* **ASSIGNMENT**:
Answer these questions from the article on abortion bans below:
1. Where and on what date was Imelda Cortez acquitted?
2. What sentence did Evelyn Hernandez receive in 2016?
3. Who did Hernandez say had raped her?

* **TEXT UNDER STUDY**:
Abortion bans: The women on trial for having a miscarriage


Imelda Cortez, a Salvadoran woman charged with aggravated murder under the country's abortion law, reacts after being acquitted in Usulutan, El Salvador, December 17, 2018. ( Photo: VCG)

Evelyn Hernandez, a young Salvadoran maid, was sentenced to 30 years in jail in 2016 after she had a miscarriage. The 21-year-old has now been afforded a retrial, which resumes on Thursday, but she still risks decades behind bars.

She is not a unique case. All around the world, dozens of women have been prosecuted or imprisoned for terminating an unwanted pregnancy, as countries and courts have taken banning abortions to an extreme.

Hernandez said she was raped by a gang member but did not know she was pregnant when she suffered severe stomach pains in April 2016. She miscarried in a bathroom and passed out. When she was brought to hospital, staff accused her of having had an abortion and reported her to the authorities.

* **DATA SECTION**:
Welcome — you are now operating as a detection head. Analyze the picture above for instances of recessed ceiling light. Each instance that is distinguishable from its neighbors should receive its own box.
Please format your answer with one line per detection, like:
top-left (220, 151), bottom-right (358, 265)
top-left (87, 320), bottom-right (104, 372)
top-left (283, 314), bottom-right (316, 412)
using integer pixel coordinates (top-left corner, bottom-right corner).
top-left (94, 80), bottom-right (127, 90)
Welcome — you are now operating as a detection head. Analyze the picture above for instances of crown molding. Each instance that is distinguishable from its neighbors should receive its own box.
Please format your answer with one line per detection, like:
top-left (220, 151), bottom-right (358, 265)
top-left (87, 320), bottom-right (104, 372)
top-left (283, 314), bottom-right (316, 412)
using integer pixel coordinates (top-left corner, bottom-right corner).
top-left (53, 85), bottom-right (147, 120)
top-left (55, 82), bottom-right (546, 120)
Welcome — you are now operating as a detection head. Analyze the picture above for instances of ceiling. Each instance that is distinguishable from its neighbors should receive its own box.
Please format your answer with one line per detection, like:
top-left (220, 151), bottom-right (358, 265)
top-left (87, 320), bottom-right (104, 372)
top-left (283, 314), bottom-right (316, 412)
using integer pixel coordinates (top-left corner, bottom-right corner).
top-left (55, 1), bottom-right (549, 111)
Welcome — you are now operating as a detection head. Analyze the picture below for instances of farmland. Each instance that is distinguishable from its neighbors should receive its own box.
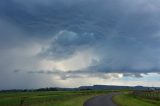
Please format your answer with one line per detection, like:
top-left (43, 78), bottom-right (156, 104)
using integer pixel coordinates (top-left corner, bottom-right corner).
top-left (0, 91), bottom-right (110, 106)
top-left (113, 91), bottom-right (160, 106)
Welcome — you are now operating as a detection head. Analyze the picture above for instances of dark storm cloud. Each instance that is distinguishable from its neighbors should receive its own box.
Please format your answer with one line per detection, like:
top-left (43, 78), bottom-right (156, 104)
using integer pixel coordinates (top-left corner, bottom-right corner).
top-left (0, 0), bottom-right (160, 88)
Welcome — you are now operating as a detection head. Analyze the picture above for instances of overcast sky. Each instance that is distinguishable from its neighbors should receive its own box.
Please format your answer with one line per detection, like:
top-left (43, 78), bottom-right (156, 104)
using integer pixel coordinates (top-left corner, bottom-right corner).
top-left (0, 0), bottom-right (160, 89)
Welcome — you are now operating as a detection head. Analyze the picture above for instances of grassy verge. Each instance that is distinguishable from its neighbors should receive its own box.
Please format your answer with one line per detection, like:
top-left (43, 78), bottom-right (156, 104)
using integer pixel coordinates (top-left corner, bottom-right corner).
top-left (0, 91), bottom-right (111, 106)
top-left (113, 94), bottom-right (160, 106)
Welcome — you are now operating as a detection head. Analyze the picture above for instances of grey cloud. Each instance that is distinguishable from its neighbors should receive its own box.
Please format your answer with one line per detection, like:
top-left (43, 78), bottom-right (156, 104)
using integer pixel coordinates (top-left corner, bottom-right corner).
top-left (39, 31), bottom-right (100, 60)
top-left (0, 0), bottom-right (160, 88)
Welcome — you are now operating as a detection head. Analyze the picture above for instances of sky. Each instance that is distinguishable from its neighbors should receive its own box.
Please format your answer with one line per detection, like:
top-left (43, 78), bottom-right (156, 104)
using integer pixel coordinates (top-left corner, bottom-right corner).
top-left (0, 0), bottom-right (160, 89)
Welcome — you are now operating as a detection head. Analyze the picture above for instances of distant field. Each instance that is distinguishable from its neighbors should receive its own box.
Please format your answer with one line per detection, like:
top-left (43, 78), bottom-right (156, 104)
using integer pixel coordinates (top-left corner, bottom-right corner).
top-left (133, 91), bottom-right (160, 100)
top-left (113, 94), bottom-right (160, 106)
top-left (0, 91), bottom-right (111, 106)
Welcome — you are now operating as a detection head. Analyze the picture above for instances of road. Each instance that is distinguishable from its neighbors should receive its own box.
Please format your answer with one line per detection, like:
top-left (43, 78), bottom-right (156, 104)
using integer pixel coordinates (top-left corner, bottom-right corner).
top-left (83, 93), bottom-right (117, 106)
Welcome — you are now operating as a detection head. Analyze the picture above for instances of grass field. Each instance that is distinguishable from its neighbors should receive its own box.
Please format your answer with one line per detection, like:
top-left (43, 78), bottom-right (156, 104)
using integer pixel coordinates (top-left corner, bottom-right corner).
top-left (0, 91), bottom-right (110, 106)
top-left (113, 94), bottom-right (160, 106)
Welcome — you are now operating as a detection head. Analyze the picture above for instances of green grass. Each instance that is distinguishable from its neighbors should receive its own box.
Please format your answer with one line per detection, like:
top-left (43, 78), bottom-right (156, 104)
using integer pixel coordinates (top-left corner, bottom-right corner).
top-left (0, 91), bottom-right (111, 106)
top-left (113, 94), bottom-right (160, 106)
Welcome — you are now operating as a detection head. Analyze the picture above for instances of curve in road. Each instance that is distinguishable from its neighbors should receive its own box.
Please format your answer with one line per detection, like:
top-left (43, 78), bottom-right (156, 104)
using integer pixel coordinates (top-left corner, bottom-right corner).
top-left (83, 93), bottom-right (117, 106)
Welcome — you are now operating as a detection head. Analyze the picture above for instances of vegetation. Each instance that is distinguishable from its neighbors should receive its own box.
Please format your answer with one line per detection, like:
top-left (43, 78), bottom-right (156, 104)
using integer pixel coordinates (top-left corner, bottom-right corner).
top-left (113, 94), bottom-right (160, 106)
top-left (0, 91), bottom-right (110, 106)
top-left (133, 90), bottom-right (160, 100)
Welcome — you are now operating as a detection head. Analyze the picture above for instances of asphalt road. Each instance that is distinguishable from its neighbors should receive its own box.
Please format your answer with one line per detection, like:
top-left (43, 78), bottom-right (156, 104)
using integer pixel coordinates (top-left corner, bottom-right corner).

* **FINAL ANSWER**:
1. In Usulutan, El Salvador, on December 17, 2018.
2. 30 years in jail.
3. A gang member.